REQUIREMENTS ::
Copy from the listing below, character for character, the lines that begin at the one containing "the small stone" and end after the one containing "point(122, 292)".

- - -

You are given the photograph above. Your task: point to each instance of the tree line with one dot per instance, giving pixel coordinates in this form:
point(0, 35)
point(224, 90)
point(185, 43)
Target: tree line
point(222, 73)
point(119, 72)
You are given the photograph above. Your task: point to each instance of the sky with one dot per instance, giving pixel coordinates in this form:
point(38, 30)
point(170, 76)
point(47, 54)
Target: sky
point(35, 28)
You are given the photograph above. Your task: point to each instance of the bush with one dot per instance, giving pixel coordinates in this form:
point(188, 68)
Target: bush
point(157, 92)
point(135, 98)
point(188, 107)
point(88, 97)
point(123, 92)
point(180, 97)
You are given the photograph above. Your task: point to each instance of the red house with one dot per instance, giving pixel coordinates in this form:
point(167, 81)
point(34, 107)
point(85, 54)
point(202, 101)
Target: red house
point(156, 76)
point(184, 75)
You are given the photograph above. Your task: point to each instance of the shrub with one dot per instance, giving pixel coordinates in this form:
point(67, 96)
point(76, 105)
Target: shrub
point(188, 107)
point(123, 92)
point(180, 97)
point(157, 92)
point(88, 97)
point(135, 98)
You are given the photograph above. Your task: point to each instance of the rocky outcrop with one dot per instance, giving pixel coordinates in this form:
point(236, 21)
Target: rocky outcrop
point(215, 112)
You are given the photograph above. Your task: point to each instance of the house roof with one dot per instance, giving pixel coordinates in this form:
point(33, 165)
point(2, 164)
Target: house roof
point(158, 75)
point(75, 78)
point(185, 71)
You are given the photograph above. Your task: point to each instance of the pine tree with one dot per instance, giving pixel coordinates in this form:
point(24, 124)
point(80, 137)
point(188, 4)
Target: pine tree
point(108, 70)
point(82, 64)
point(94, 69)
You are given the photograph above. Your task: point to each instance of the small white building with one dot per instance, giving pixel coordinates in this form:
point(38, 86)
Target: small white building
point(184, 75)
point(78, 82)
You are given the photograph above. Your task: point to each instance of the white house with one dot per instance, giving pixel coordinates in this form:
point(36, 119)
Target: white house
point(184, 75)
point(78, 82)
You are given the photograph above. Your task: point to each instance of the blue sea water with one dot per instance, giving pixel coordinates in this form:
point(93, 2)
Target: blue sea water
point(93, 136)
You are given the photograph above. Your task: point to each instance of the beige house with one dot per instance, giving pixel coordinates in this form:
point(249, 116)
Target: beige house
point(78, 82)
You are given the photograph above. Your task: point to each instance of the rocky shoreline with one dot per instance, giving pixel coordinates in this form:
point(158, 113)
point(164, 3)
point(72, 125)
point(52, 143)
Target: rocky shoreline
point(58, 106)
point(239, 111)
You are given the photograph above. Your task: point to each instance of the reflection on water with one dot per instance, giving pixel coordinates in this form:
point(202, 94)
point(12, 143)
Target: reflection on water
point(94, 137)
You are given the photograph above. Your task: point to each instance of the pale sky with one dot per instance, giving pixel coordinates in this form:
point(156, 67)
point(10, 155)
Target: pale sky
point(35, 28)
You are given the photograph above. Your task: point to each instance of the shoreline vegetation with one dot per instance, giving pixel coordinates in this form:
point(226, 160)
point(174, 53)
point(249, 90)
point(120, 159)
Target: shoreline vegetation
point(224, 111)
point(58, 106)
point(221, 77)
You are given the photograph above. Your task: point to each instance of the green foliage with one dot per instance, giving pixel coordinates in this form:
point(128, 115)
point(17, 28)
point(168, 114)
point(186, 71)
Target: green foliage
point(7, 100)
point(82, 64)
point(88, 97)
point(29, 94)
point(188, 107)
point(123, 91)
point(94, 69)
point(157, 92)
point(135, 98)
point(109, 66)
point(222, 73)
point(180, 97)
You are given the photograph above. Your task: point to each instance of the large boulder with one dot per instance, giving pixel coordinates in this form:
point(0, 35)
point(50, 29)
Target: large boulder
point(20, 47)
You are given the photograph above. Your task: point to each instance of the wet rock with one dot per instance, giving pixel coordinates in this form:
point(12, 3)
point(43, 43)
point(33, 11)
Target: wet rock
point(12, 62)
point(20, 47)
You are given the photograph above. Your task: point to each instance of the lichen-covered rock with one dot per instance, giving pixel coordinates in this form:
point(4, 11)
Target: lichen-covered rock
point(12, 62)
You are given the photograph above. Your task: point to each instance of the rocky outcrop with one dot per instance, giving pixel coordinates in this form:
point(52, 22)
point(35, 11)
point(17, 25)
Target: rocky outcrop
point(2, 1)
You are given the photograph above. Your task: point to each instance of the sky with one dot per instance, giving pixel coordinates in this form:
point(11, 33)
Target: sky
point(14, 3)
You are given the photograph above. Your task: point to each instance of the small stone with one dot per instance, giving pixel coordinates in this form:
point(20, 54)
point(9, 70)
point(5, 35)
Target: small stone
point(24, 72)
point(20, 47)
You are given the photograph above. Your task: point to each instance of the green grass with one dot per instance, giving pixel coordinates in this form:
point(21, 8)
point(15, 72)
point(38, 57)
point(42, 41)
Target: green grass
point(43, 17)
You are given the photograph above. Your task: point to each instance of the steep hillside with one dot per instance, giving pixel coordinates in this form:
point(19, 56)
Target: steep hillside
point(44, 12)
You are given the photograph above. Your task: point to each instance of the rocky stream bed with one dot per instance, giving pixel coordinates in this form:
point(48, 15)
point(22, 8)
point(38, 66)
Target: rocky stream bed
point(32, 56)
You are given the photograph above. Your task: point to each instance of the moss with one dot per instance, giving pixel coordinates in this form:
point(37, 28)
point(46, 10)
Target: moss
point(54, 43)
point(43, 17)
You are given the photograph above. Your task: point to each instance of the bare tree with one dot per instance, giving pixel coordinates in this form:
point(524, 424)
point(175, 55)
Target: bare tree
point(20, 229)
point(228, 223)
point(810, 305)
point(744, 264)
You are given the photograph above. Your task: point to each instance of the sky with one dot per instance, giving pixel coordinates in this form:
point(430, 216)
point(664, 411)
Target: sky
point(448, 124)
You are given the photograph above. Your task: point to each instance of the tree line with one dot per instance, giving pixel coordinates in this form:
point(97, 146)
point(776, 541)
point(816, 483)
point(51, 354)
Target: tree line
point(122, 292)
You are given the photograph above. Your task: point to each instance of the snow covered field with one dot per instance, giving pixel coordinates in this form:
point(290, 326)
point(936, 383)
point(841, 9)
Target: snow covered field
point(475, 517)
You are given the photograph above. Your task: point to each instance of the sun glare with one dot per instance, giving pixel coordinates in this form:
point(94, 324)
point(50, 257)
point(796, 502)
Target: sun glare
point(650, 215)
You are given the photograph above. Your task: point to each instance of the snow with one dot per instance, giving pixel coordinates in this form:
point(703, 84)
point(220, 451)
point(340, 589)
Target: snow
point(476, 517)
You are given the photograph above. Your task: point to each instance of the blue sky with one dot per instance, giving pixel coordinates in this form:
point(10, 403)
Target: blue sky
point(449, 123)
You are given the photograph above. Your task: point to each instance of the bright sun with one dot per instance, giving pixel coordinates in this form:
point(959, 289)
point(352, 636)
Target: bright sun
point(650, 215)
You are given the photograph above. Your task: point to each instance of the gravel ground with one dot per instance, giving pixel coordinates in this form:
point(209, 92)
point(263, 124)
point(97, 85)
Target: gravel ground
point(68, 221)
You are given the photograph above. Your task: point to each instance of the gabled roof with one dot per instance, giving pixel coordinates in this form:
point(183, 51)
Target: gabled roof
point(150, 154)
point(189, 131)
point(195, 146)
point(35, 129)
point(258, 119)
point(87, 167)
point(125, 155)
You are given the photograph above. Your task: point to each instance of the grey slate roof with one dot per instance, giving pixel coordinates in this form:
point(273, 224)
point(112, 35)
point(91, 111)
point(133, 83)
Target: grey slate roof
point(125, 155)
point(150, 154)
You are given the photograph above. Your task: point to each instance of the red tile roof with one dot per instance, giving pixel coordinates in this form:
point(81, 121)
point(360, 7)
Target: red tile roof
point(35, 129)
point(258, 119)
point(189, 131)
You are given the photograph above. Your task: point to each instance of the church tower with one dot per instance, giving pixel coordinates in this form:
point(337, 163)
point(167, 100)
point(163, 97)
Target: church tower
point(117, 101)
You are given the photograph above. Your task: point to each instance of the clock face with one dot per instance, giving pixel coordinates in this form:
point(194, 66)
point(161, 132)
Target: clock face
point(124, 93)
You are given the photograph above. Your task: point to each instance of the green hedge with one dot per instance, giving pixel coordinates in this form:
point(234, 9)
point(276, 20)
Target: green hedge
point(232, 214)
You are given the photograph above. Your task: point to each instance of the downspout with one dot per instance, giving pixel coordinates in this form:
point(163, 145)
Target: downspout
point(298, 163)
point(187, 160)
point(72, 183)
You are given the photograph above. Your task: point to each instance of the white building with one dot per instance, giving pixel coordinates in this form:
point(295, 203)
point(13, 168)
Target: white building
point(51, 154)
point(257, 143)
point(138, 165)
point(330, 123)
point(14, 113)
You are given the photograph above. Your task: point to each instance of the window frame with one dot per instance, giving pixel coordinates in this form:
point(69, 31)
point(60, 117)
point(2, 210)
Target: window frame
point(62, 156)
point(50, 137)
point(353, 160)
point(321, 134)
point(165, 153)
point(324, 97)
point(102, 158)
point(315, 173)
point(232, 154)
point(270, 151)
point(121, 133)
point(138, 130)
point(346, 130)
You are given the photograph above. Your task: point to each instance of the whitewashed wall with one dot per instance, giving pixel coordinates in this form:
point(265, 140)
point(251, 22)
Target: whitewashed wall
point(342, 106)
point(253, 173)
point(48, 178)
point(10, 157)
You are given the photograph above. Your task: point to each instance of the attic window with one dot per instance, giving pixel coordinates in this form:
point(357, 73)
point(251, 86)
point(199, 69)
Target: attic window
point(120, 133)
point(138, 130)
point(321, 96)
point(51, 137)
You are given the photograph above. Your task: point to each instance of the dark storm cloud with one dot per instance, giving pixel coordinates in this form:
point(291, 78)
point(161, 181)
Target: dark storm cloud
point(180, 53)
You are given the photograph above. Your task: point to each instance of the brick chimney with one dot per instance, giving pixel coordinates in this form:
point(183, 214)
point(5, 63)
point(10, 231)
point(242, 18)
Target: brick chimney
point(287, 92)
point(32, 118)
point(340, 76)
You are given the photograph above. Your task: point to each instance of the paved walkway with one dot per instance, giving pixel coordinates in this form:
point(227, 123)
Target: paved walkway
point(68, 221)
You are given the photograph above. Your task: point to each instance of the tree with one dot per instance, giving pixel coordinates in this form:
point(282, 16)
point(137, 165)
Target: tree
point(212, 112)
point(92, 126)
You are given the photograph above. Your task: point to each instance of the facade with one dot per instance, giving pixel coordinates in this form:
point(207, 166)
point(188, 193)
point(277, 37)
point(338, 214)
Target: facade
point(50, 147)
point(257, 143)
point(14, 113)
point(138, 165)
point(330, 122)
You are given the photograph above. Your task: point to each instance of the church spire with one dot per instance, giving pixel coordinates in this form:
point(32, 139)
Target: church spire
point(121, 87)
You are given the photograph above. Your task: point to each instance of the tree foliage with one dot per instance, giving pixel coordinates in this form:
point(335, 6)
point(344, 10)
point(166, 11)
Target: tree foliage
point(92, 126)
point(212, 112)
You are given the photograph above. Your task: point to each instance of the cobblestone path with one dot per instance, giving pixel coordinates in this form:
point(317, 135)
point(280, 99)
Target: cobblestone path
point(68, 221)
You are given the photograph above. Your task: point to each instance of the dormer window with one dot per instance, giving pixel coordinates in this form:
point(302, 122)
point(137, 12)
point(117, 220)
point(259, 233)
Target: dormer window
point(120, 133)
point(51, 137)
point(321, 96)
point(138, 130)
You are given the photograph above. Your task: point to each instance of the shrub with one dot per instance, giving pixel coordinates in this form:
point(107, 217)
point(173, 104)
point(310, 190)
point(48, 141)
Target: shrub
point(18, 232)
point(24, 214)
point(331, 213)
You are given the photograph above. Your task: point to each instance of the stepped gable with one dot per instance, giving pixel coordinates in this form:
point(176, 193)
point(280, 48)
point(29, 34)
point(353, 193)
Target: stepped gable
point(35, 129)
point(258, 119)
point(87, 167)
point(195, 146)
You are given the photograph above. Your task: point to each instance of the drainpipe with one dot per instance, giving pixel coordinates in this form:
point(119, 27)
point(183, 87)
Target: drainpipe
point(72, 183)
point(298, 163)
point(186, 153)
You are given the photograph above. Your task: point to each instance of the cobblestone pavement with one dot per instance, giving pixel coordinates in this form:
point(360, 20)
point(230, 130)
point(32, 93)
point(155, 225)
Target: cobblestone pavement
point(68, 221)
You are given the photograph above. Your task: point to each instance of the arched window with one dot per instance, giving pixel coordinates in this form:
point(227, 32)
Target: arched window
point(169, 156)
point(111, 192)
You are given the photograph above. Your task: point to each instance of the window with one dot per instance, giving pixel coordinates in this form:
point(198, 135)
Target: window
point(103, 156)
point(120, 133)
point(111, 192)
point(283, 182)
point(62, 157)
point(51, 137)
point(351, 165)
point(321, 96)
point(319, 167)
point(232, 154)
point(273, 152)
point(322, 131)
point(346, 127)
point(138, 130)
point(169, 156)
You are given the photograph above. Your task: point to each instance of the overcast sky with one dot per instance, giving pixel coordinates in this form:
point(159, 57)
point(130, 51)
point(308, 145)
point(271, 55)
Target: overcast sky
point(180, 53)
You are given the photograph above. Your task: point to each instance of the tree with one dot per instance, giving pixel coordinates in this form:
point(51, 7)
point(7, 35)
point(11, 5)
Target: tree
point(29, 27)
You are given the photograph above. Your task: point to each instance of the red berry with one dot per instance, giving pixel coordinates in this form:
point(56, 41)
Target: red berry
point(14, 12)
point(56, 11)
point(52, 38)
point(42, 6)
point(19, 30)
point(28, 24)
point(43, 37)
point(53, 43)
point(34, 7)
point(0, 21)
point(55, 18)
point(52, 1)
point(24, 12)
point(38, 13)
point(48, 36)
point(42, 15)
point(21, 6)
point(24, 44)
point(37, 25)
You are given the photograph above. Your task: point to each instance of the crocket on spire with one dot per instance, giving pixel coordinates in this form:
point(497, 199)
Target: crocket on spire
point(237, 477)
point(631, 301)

- - -

THE REPLY ::
You are given the photograph above. Your task: point to each instance of the small stone with one dot per instance, giving pixel coordinates in this form:
point(20, 54)
point(9, 70)
point(5, 35)
Target: small stone
point(24, 72)
point(20, 47)
You are given the photograph above. Your task: point to each instance of the green grass with one dot per instance, giving pixel coordinates in this form:
point(21, 8)
point(15, 72)
point(38, 57)
point(42, 41)
Target: green grass
point(43, 17)
You are given the photograph above. Your task: point to each instance of the steep hillside with one dot per instance, giving pixel coordinates in this form:
point(19, 56)
Target: steep hillside
point(44, 12)
You are given the photograph above. Your task: point to each instance of the rocky stream bed with one dot per instance, giving pixel coordinates in this form:
point(48, 15)
point(22, 8)
point(38, 66)
Target: rocky stream bed
point(32, 56)
You are given the photograph above. Your task: point to each instance of the moss with one dot per instance, giving pixel coordinates in this form:
point(37, 28)
point(46, 10)
Target: moss
point(54, 43)
point(43, 17)
You are given the photograph above. Your task: point to each instance of the bare tree with one dot per instance, giving pixel coordinates in this form:
point(524, 424)
point(175, 55)
Target: bare tree
point(20, 229)
point(228, 223)
point(810, 305)
point(744, 264)
You are given the photograph above. Your task: point to each instance of the sky with one dot per instance, giving pixel coordinates in this form:
point(430, 216)
point(664, 411)
Target: sky
point(448, 124)
You are given the photograph above. Your task: point to each instance of the tree line with one dot per instance, giving pixel coordinates in this form:
point(97, 146)
point(776, 541)
point(816, 483)
point(51, 354)
Target: tree line
point(122, 292)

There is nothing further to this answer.